**Problem to work on**
Images are to be left out when the records below are printed word for word.

**Point localization data**
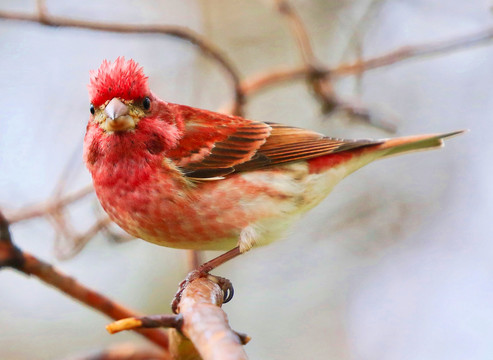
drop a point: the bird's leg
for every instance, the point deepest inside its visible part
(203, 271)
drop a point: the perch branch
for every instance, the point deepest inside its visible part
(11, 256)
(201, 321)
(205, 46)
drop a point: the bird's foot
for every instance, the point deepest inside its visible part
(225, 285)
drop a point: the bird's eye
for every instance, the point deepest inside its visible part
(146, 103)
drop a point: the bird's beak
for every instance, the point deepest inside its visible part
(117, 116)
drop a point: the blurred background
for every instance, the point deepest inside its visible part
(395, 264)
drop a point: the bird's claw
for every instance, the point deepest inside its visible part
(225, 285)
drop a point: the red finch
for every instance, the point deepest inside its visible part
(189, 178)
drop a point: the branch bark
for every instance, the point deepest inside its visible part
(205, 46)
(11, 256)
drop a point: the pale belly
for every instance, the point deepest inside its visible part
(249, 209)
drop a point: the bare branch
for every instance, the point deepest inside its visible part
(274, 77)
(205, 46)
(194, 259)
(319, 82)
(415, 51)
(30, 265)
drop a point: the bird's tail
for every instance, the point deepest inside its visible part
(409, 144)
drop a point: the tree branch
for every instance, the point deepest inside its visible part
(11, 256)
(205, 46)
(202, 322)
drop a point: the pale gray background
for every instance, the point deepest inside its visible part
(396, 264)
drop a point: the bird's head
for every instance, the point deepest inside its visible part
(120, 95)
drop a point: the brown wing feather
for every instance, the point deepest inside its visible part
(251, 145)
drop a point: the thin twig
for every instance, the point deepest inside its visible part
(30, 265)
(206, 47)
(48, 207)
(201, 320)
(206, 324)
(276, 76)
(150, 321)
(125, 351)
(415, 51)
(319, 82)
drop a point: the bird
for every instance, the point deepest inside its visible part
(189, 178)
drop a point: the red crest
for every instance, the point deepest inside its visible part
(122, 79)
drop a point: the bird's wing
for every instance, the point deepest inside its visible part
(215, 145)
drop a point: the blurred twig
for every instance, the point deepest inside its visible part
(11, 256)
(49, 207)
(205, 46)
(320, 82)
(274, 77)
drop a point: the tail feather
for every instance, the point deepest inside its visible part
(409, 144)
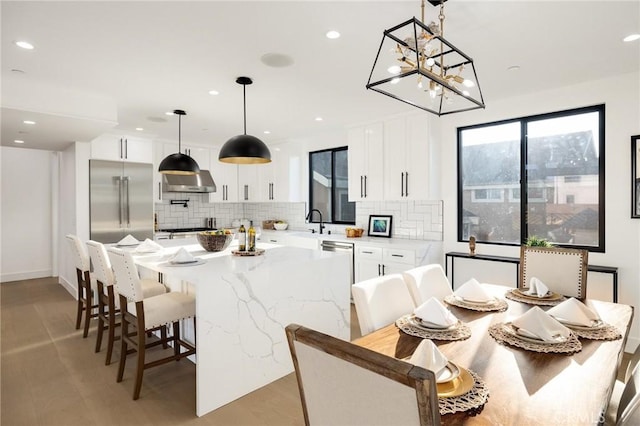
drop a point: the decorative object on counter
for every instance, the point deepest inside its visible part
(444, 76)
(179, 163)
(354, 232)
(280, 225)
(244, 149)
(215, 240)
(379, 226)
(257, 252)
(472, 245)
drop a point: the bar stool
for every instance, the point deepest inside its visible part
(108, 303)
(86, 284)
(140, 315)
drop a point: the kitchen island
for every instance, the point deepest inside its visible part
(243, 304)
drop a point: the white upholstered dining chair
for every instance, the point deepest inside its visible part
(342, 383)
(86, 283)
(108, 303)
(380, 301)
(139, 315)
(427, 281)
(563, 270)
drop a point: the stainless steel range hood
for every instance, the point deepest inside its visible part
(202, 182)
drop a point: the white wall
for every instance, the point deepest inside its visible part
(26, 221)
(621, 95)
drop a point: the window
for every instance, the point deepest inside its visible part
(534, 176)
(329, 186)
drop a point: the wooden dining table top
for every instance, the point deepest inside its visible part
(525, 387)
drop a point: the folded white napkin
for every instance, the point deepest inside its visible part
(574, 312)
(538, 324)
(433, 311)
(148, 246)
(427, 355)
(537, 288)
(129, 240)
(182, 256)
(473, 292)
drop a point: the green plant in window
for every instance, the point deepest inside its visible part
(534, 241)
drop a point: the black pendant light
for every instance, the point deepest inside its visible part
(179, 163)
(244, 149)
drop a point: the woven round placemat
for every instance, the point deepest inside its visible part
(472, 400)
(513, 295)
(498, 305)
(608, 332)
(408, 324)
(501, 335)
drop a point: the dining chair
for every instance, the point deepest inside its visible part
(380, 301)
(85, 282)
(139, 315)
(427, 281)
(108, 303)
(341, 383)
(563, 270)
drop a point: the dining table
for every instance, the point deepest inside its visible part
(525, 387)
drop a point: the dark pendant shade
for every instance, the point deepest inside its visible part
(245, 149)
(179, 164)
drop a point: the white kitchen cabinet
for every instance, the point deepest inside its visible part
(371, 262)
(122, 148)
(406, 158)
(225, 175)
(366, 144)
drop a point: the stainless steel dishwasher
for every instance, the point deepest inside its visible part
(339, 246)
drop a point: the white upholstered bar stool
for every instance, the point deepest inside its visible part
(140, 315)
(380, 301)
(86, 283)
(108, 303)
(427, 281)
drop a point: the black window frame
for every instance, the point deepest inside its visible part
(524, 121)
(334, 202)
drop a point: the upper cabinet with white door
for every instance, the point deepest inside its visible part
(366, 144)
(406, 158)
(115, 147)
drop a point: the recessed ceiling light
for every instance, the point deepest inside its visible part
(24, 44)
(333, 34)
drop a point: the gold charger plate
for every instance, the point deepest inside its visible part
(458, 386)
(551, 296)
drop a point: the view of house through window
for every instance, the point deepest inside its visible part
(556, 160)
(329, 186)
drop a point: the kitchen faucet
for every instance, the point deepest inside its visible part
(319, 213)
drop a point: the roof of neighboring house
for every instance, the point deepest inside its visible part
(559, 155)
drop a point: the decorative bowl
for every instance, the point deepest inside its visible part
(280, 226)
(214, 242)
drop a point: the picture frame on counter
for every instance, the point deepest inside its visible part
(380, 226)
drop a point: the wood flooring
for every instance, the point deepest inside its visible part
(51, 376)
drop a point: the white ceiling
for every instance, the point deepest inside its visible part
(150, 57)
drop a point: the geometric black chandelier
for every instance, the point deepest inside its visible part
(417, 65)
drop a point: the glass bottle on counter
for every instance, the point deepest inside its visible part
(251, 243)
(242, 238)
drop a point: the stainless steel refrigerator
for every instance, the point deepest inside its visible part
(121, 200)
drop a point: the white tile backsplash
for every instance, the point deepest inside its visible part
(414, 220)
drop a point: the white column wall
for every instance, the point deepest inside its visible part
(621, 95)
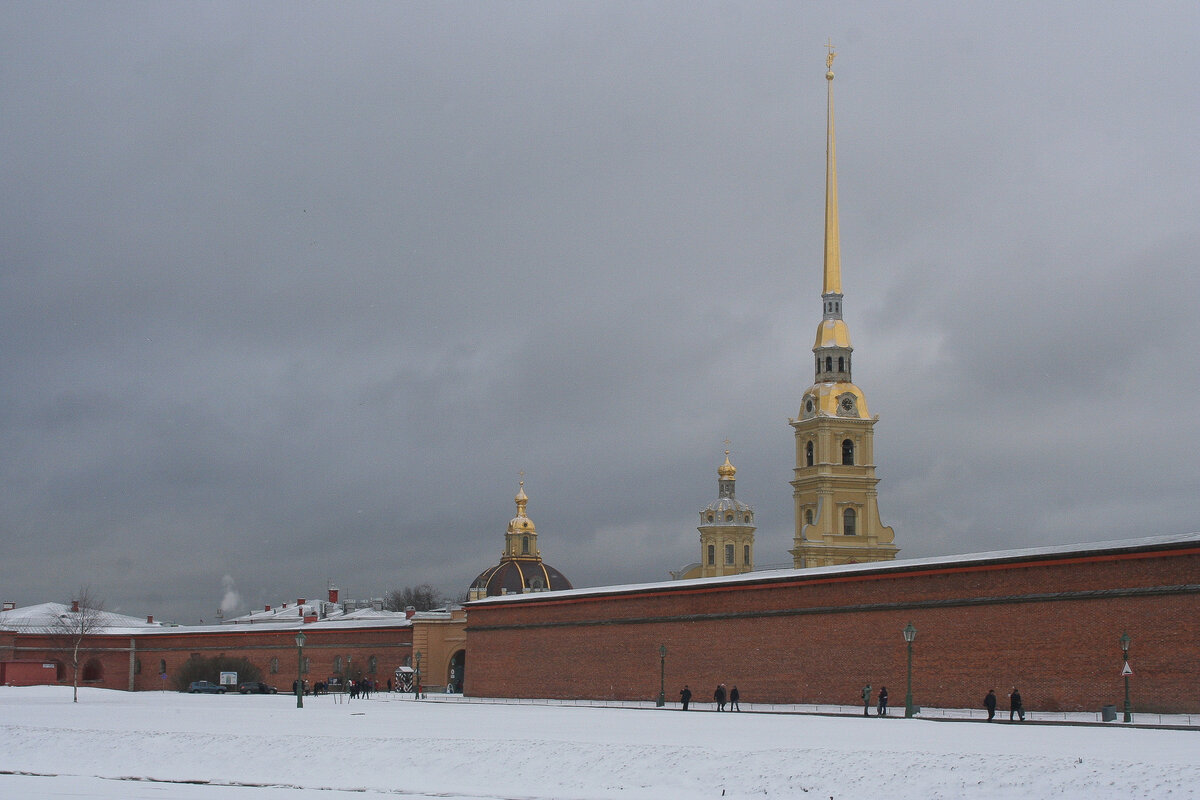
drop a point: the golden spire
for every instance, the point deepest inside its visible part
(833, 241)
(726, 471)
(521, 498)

**Solution for this exercise**
drop a point: the bird's leg
for every instance, the point deepest inside its visible part
(203, 271)
drop a point: the perch branch
for every instance, the point deepest inside its visible part
(11, 256)
(201, 321)
(205, 46)
drop a point: the bird's foot
for every instance, the point deepest inside its visible part
(225, 285)
drop a point: the bird's eye
for every instance, the point deepest inside its visible part
(146, 103)
drop a point: the bird's beak
for every instance, the point deepest inside its visible part
(117, 116)
drop a point: the blurred background
for every instance, the point deepest inside its visible part
(395, 264)
drop a point: the bird's claw
for every instance, the point deepest inside its visible part
(225, 285)
drop a point: the red finch
for every instance, the point deepest inside its visible part
(189, 178)
drop a point: the branch bark
for every instance, the point deepest inside its visible part
(205, 46)
(11, 256)
drop a point: the pale belly
for every instance, the point deepest inside its visible part
(249, 209)
drop a point: the bare branch
for every instance, the point deepest inside its visible part
(274, 77)
(205, 46)
(194, 259)
(319, 82)
(415, 51)
(30, 265)
drop a point: the bird's tail
for every instance, the point deepest inside its visible part
(409, 144)
drop a point: the tree branch
for every instance, the point deepest inside its visible part
(11, 256)
(205, 46)
(202, 322)
drop a point: the pale gray background
for every instance, the point deepest inside its visible part
(396, 264)
drop a point: the bird's head
for every instance, the point deepest inside its visible part
(120, 95)
drop a point: the brown wing feather
for every instance, the point deepest inside its visible part
(251, 145)
drop a point: the thin twig
for every instance, the point deepest inside its visible part
(30, 265)
(206, 47)
(48, 207)
(201, 320)
(206, 324)
(276, 76)
(150, 321)
(125, 351)
(415, 51)
(319, 82)
drop a point: the bird
for every instance, the point deepest inside its visible part
(189, 178)
drop a point: the red crest
for every instance, the point deepest inside its visible part
(122, 79)
drop a point: the bird's wing
for every instance, the point deepest inside its visible part
(215, 145)
drop a point: the blurred twig
for every instance, the point deepest inside its visible part
(11, 256)
(49, 207)
(205, 46)
(320, 82)
(274, 77)
drop a point: the tail feather
for every instance, the point deepest inside its visible part
(409, 144)
drop a point: the decorative object on counter
for every instance, the point deepest inside its visible part
(444, 76)
(179, 163)
(354, 232)
(280, 225)
(244, 149)
(215, 240)
(379, 226)
(257, 252)
(472, 245)
drop a point: the bar stool
for every instance, the point deepest inside its visible part
(108, 303)
(86, 284)
(140, 315)
drop a point: the kitchen island
for every instance, the point deepest inside its visible part
(243, 304)
drop a point: the white upholstered dining chair
for every instance, the point deepest inside its visible part
(342, 383)
(86, 283)
(108, 303)
(380, 301)
(139, 315)
(427, 281)
(563, 270)
drop a point: the stainless steel range hood
for every instance, the point deepest inside its visible part
(202, 182)
drop a point: the white wall
for every instance, the point deepest inside its visible part
(26, 221)
(621, 95)
drop a point: the window
for every instance, the point deepest inside its visible part
(534, 176)
(329, 186)
drop a point: the wooden dining table top
for every instance, the point deepest inside its visible part
(525, 387)
drop a point: the folded white napkin
for every instance, the point deepest inside its visible part
(574, 312)
(538, 324)
(433, 311)
(148, 246)
(427, 355)
(537, 288)
(129, 240)
(182, 256)
(473, 292)
drop a point: the green plant in window
for every instance, the point deepest inside its visible part
(534, 241)
drop a point: the black pendant light
for every instance, the point deepest inside its visible part
(179, 163)
(244, 149)
drop a point: the woven round placemat
for every instance, the point deepest inside its visible part
(472, 400)
(513, 295)
(498, 305)
(608, 332)
(408, 324)
(501, 335)
drop a point: the dining chair
for every instance, the point deepest inside its visible part
(380, 301)
(85, 282)
(139, 315)
(427, 281)
(108, 303)
(341, 383)
(563, 270)
drop a point: the dining table
for every instance, the point deepest inside its visible part
(525, 387)
drop a point: the dark pendant shade
for every instance, the point deepest inside its visible part
(245, 149)
(179, 164)
drop a point: the white kitchen cabinet
for every instance, the point deepest inside its visible part
(371, 262)
(122, 148)
(406, 158)
(225, 175)
(366, 144)
drop a point: the stainless steel dishwasher
for every instance, the point deepest inside its visible part
(339, 246)
drop a point: the white upholstered bar stool
for every instance, the point deepest inside its visible part
(140, 315)
(380, 301)
(86, 283)
(108, 303)
(427, 281)
drop a point: the black window frame
for every instance, the point deepest inside its visible part
(524, 121)
(334, 202)
drop a point: the upper cabinet with white door
for every instance, the point deepest inside its visible part
(366, 144)
(406, 158)
(115, 147)
drop a point: the recessed ceiling light
for every instance, the point deepest inside its visible part
(24, 44)
(333, 34)
drop a point: the gold charger plate
for every instance, the point deepest inside its visible part
(458, 386)
(551, 296)
drop a point: the view of house through window
for every instance, the point deepest inside its visible part
(556, 160)
(329, 186)
drop a point: the kitchen faucet
for every instance, the point deepest inside its visible part
(319, 213)
drop a point: the roof of neighboring house
for every instance, the point deepest inside its visible part
(559, 155)
drop a point: the decorative bowl
for every instance, the point deepest inside its visible part
(280, 226)
(214, 242)
drop a point: the picture frame on counter
for every instance, the point deepest inside its visible part
(380, 226)
drop a point: the wood flooring
for every instance, the point deepest inside its visible part
(51, 376)
drop a point: the white ceiling
for every instance, the point deepest inside its visible part
(150, 57)
drop a point: the geometric black chandelier
for every instance, the point deepest inside its visible part
(417, 65)
drop a point: the glass bottle on counter
for every instance, the point deepest inside its visible part
(251, 243)
(242, 238)
drop a point: the stainless steel refrigerator
for every instance, the point deepest inside its visible part
(121, 200)
drop a point: the white tile backsplash
for every instance, the point deepest inside its visible part
(414, 220)
drop a point: the white column wall
for every instance, the point deepest inside its visible part
(621, 95)
drop a point: the golden spire
for every instance, the point deepest inside its visible part
(833, 241)
(726, 471)
(521, 498)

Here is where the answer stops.